(ИСТОЧНИК):

┌──

Должен признаться, что я тоже против войны. Как все пацифисты - из шкурных интересов и невеселых принципов.
- Помочь никому нельзя, - говорил я, когда соседи заворачивались в нарядные звездные флаги.
«И спасти никого нельзя», - думал я, представляя, что бы стало с Россией, если б Америка решила избавить ее от Сталина. Помните прогрессоров у Стругацких? «Я нес добро, и - Господи! - как они меня ненавидели. Потому что боги пришли, не спрашивая разрешения. Никто их не звал, а они вперлись и принялись творить добро».
Человек слишком сложное существо, чтобы ставить на нем облагораживающие эксперименты. Поэтому я, послушавшись Вольтера, решил возделывать свой садик. Выдрав из клумбы чужие петунии (на войне как на войне), я зарыл в землю дюжину семечек, надеясь для начала украсить тыл подсолнухами.

└──

(СТРОКИ ДАННЫХ):
┌──

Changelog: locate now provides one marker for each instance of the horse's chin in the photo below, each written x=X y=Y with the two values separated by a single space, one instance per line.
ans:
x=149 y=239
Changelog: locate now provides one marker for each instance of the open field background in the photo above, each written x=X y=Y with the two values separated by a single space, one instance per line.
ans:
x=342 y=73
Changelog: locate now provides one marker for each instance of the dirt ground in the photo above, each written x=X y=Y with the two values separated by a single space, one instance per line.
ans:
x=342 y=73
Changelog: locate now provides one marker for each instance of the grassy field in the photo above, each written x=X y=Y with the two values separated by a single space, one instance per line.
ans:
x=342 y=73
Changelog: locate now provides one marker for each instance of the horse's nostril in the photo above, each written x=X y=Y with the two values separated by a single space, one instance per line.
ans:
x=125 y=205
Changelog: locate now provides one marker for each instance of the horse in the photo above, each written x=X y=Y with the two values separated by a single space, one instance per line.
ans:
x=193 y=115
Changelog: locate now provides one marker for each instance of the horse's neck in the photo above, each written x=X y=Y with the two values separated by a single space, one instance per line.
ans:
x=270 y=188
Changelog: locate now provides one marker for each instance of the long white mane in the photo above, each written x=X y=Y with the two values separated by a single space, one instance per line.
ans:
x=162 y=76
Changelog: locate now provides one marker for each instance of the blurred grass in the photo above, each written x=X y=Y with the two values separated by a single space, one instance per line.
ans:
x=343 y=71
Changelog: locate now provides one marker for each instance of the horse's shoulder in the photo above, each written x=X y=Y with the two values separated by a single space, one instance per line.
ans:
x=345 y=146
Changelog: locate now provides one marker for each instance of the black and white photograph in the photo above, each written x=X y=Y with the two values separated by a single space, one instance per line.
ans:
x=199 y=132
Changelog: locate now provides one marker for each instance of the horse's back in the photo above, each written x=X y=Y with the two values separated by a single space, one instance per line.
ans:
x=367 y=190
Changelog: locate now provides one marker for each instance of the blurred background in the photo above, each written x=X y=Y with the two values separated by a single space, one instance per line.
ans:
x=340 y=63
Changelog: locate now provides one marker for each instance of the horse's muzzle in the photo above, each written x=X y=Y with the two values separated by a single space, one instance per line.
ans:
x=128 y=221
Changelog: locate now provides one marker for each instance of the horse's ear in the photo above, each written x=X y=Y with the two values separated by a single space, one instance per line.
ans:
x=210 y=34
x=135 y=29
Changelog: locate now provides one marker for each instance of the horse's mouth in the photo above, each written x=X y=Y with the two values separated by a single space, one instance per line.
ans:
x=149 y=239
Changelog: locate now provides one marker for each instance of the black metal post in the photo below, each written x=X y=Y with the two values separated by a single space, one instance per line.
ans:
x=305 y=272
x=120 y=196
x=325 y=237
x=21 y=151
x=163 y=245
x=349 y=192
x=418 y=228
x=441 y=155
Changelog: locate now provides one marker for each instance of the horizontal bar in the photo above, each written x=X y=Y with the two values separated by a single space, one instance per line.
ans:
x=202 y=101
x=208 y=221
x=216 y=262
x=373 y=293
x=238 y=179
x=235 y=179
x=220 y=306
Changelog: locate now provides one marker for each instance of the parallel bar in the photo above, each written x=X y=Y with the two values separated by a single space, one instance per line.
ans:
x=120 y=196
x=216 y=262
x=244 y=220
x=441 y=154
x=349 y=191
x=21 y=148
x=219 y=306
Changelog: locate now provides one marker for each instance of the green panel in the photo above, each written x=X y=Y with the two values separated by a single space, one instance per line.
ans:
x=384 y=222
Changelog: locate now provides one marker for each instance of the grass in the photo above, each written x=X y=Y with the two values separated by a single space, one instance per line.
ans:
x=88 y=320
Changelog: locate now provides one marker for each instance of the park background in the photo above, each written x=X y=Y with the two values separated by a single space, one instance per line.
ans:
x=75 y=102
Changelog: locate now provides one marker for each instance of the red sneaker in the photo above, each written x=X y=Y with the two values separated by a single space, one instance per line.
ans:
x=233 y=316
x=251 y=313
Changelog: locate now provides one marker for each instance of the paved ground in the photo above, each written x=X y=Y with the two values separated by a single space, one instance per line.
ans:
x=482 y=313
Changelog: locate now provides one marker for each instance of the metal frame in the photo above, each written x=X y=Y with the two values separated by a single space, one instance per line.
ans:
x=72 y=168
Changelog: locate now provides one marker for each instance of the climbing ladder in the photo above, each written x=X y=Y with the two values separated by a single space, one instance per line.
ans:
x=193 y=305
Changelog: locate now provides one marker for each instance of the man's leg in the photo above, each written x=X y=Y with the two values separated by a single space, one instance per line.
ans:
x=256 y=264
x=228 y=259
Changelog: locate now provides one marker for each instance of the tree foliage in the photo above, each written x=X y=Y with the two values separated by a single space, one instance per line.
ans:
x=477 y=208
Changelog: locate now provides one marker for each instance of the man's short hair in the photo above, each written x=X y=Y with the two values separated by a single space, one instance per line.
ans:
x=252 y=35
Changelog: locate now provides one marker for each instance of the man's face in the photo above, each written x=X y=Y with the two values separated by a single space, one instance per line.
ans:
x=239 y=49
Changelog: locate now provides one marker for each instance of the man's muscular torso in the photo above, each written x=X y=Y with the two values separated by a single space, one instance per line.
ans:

└──

(ЗАДАНИЕ A):
Объясните по источнику, почему было принято решение возделывать свой садик, а не ставить облагораживающие эксперименты на людях. Ответ дайте в одном–трех предложениях.
(ЗАДАНИЕ B):
Найдите и выпишите все строки данных, в которых встречается слово "background", с учетом регистра букв.
Источник и строки данных происходят из разных, не связанных между собой мест.

(ПРАВИЛЬНЫЙ ОТВЕТ A):
Согласно источнику, человек слишком сложное существо, чтобы ставить на нем облагораживающие эксперименты. Поэтому, последовав совету Вольтера, было решено возделывать свой садик.

(ПРАВИЛЬНЫЙ ОТВЕТ B):
Changelog: locate now provides one marker for each instance of the open field background in the photo above, each written x=X y=Y with the two values separated by a single space, one instance per line.
Changelog: locate now provides one marker for each instance of the blurred background in the photo above, each written x=X y=Y with the two values separated by a single space, one instance per line.
Changelog: locate now provides one marker for each instance of the park background in the photo above, each written x=X y=Y with the two values separated by a single space, one instance per line.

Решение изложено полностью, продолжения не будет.